» YOUR OBJECTIVE:
Below are several entries. Transcribe exactly those lines that fall from the one with "positive clicks: (71, 201)" through the one with "195L53 181L28 198L29", end lines included.
** Opening EXERCISE DATA block **
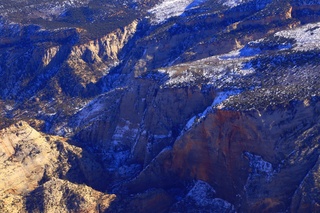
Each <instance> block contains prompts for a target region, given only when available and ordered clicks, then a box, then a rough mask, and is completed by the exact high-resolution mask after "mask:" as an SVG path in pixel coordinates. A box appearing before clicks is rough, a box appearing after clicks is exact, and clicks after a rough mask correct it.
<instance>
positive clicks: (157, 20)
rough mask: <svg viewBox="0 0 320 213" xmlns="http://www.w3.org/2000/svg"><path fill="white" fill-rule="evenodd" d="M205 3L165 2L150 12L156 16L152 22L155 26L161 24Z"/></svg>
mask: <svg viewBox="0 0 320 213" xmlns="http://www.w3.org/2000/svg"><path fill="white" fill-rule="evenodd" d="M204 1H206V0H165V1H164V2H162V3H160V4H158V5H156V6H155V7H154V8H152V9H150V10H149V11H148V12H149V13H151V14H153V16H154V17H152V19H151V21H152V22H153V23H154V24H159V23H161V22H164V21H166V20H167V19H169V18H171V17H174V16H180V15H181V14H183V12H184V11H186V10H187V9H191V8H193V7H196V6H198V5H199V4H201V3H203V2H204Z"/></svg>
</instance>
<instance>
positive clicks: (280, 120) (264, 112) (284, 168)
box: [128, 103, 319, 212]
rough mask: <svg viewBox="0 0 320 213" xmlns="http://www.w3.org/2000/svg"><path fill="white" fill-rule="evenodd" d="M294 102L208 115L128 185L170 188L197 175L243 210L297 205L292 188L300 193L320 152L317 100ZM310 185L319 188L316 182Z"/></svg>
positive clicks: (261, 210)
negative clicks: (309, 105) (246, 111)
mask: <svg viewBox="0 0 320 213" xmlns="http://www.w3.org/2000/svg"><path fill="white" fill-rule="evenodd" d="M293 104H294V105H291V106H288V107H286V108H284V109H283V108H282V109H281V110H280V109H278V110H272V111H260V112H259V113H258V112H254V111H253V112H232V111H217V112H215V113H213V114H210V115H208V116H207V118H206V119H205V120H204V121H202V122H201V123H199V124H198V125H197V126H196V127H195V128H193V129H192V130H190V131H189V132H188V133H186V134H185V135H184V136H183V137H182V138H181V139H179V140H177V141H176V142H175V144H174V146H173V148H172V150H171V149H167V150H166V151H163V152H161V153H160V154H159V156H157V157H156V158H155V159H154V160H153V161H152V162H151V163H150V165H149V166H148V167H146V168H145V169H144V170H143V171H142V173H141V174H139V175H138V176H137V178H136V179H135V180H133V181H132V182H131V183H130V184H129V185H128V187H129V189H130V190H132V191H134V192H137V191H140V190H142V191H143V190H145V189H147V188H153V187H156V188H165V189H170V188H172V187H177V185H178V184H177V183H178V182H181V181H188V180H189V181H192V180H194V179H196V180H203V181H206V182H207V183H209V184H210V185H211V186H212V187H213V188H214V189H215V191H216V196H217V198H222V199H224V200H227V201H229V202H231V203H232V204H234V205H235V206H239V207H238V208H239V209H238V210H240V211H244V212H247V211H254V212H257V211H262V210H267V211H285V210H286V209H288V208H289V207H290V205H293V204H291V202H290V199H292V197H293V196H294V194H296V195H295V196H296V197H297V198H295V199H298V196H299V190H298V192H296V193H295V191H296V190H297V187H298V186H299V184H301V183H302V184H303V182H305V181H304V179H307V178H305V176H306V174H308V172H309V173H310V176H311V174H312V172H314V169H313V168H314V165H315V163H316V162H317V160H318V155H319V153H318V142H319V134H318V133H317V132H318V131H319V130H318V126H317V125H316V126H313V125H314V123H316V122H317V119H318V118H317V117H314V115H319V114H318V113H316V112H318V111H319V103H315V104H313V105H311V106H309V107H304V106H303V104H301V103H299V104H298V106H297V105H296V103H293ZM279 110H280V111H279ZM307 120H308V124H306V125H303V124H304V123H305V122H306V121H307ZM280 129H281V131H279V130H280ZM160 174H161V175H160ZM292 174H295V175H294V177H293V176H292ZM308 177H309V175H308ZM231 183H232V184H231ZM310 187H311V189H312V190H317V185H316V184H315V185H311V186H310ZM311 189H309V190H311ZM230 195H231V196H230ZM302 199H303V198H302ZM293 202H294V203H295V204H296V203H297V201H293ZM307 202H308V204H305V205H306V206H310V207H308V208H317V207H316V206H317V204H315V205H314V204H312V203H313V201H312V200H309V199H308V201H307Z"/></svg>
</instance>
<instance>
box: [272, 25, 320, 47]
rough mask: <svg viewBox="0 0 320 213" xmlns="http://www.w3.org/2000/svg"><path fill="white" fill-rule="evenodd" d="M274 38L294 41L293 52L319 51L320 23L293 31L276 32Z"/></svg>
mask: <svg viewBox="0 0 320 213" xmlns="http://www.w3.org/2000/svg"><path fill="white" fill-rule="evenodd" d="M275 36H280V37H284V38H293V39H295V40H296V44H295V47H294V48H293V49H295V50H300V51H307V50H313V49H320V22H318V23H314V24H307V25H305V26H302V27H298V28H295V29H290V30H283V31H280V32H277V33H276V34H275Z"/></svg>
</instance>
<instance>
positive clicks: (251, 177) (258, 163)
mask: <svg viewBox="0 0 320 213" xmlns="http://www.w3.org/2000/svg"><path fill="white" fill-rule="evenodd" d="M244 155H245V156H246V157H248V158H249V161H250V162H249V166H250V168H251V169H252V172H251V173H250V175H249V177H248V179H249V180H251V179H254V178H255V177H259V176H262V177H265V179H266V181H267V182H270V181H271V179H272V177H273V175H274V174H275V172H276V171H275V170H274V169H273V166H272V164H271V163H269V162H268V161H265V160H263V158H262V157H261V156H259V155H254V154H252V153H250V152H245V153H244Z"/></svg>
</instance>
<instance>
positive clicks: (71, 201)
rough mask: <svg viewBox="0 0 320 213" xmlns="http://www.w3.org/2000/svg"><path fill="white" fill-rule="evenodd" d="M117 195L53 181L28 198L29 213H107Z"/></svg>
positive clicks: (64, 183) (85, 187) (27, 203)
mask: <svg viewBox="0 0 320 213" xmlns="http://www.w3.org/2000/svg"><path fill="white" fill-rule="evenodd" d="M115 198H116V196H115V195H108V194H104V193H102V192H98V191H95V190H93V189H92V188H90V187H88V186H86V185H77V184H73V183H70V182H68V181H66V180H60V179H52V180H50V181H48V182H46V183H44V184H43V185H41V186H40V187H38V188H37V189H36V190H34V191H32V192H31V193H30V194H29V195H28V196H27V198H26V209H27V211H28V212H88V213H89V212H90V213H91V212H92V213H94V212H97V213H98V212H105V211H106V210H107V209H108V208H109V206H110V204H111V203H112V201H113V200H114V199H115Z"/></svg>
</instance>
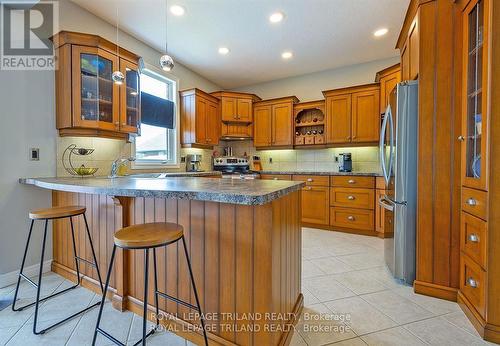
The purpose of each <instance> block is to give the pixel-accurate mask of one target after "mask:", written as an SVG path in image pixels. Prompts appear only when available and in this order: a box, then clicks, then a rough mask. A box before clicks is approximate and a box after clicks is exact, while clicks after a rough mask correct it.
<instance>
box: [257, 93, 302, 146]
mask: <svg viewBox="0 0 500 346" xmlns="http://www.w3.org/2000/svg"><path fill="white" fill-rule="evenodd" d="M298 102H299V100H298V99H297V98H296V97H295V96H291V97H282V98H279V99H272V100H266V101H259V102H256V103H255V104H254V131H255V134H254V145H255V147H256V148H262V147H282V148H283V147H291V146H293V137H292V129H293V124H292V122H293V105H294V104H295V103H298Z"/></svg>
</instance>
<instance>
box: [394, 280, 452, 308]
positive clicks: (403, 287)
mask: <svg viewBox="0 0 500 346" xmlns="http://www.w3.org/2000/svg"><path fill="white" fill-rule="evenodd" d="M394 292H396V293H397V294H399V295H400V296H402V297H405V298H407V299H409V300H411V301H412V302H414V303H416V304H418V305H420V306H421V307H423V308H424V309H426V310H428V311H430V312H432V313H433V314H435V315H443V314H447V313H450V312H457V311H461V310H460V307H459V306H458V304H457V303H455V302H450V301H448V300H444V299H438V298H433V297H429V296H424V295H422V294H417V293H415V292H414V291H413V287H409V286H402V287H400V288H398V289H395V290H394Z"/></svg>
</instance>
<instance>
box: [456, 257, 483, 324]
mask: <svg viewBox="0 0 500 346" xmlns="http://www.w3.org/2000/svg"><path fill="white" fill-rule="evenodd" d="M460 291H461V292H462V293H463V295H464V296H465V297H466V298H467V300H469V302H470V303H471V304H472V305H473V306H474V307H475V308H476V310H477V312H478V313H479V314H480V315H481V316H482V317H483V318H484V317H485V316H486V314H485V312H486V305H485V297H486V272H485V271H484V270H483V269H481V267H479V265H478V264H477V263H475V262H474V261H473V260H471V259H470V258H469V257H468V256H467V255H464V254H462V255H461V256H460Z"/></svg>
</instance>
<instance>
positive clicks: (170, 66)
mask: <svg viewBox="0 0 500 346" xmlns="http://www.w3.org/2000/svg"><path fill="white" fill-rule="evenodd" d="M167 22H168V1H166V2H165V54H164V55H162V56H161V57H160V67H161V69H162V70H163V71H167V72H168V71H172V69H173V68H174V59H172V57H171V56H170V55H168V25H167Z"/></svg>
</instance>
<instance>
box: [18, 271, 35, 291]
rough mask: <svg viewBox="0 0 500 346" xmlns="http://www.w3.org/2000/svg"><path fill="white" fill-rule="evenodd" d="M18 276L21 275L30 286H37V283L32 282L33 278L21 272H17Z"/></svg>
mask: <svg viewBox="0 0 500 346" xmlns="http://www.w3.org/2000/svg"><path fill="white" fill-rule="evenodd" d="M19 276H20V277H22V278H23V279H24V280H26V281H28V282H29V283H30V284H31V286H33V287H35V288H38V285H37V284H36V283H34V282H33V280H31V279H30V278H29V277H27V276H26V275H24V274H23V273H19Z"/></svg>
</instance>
** Closing EXERCISE DATA block **
» ANSWER TO THIS EXERCISE:
positive clicks: (71, 201)
rough mask: <svg viewBox="0 0 320 213" xmlns="http://www.w3.org/2000/svg"><path fill="white" fill-rule="evenodd" d="M117 195L53 181L28 198L29 213H107Z"/></svg>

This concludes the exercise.